Excerpted passage:
A U.S. magistrate judge has ruled that LGBTQ+ veterans discharged under the “Don’t Ask, Don’t Tell” policy can move forward with their lawsuit against the Department of Defense (DOD).

The lawsuit, initiated by five veterans, claims they faced discrimination due to receiving other-than-honorable discharges. The veterans are requesting the DOD to erase all mentions of sexual orientation from their discharge documents and to convert their discharges to honourable ones.

The plaintiffs argue that the current process to amend discharge paperwork is “burdensome, opaque, expensive, and for many veterans virtually inaccessible.” Non-honorable discharges prevent LGBTQ veterans from reenlisting, proving their military service, and accessing services from the Department of Veterans Affairs.


Steven Egland, a U.S. Army veteran and one of the plaintiffs, stated, “Because of the circumstances and language of my discharge, which served as a painful reminder of the trauma I experienced, I was never able to proudly say that I served my country.”

Another plaintiff, U.S. Navy veteran Lilly Steffanides, shared, “Following my Other Than Honorable discharge from the U.S. Navy, which was accompanied by terrible harassment on my ship, I experienced homelessness and shame. After many years, I reconnected with the veteran community and do my best to act as a leader and supporter for other LGBTQ+ veterans like me. I am joining this lawsuit because I want justice for my LGBTQ+ brothers and sisters, and I want my service to my country to be recognised as honourable.”

Extracted material:
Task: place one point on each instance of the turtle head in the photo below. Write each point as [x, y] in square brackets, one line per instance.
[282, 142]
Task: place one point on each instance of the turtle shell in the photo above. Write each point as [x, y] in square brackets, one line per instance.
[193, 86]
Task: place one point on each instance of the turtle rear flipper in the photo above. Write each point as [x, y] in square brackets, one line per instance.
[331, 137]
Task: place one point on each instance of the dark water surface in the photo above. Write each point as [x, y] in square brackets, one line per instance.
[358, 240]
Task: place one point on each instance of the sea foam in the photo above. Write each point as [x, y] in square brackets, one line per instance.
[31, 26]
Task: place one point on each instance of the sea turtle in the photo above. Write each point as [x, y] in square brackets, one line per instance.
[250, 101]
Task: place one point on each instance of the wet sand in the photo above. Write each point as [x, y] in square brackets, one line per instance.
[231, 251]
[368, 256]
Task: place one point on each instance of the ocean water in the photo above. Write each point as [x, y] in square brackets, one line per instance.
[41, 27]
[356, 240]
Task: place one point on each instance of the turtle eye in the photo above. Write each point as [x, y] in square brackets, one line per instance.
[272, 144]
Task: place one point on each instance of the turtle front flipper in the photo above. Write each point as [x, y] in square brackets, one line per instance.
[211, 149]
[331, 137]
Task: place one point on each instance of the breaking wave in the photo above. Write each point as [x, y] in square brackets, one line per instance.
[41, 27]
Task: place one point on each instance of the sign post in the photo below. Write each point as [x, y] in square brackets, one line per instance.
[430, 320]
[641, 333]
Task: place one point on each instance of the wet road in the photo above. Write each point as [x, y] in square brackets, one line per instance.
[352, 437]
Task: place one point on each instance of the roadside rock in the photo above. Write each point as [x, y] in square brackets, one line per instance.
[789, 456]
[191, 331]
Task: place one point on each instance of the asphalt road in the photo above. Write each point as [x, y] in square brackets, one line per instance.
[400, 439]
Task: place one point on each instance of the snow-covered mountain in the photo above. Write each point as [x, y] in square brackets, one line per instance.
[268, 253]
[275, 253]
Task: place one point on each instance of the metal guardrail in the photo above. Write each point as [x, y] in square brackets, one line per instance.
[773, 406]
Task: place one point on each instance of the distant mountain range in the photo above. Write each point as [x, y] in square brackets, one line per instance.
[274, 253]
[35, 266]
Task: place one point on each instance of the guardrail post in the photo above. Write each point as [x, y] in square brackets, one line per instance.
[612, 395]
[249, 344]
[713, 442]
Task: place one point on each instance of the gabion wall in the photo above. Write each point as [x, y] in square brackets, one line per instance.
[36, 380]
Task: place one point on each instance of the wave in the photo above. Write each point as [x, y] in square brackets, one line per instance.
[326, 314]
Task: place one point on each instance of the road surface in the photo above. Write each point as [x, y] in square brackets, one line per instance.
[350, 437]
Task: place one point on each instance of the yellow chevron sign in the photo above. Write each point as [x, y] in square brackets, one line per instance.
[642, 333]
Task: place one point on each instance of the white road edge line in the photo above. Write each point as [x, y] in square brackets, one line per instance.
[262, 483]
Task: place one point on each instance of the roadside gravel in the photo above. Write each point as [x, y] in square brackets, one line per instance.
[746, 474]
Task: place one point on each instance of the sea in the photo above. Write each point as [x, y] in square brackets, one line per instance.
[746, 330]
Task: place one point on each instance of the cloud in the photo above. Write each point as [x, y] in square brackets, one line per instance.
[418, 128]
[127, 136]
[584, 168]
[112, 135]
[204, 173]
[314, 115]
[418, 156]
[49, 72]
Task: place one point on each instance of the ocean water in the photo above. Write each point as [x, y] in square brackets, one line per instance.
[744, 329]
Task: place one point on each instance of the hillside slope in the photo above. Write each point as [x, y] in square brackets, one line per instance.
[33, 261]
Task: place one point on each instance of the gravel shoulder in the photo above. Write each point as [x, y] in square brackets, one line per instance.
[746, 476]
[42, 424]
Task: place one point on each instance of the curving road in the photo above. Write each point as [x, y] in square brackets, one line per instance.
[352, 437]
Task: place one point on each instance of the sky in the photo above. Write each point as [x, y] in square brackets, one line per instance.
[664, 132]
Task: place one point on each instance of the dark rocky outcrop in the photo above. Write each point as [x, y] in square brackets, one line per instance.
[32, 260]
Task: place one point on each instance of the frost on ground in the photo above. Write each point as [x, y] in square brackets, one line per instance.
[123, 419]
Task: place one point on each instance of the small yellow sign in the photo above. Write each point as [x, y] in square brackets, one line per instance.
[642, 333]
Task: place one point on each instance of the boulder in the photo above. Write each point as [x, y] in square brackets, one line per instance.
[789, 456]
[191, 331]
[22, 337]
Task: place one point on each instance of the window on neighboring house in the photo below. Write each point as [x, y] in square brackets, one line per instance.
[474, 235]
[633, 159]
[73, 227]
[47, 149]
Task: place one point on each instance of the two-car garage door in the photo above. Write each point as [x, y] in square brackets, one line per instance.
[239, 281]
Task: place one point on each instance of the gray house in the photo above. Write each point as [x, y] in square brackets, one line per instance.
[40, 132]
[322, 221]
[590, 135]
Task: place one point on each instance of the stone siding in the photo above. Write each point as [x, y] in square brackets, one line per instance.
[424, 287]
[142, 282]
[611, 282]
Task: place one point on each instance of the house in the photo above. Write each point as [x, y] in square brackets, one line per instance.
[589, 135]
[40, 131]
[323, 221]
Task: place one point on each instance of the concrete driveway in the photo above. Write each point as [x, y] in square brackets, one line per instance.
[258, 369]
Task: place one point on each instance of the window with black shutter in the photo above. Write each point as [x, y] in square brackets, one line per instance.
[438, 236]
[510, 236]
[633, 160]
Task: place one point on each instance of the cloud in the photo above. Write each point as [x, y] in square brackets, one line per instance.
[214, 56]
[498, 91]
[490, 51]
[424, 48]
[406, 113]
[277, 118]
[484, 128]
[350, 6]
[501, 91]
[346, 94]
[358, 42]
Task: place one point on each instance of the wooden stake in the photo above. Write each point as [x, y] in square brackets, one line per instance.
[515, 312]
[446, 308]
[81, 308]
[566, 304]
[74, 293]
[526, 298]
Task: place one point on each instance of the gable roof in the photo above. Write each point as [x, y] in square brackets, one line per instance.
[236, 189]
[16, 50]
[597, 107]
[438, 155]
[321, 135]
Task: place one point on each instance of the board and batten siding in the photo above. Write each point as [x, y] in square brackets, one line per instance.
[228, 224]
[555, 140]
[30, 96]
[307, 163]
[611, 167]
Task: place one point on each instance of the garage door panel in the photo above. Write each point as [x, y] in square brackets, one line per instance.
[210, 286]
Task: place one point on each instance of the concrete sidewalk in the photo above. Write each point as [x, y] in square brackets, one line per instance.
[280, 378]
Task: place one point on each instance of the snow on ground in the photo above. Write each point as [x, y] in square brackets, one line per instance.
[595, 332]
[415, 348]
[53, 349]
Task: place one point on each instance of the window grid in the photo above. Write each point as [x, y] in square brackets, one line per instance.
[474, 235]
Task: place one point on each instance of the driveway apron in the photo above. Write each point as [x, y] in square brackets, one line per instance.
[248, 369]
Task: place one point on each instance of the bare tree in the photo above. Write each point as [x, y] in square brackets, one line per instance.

What the exercise asks: Copy the article on the veterans' lawsuit from "A U.S. magistrate" to "of Veterans Affairs.", substituting "legal challenge" for "lawsuit". Work only from the article on the veterans' lawsuit, not from the data.

Answer below:
A U.S. magistrate judge has ruled that LGBTQ+ veterans discharged under the “Don’t Ask, Don’t Tell” policy can move forward with their legal challenge against the Department of Defense (DOD).

The legal challenge, initiated by five veterans, claims they faced discrimination due to receiving other-than-honorable discharges. The veterans are requesting the DOD to erase all mentions of sexual orientation from their discharge documents and to convert their discharges to honourable ones.

The plaintiffs argue that the current process to amend discharge paperwork is “burdensome, opaque, expensive, and for many veterans virtually inaccessible.” Non-honorable discharges prevent LGBTQ veterans from reenlisting, proving their military service, and accessing services from the Department of Veterans Affairs.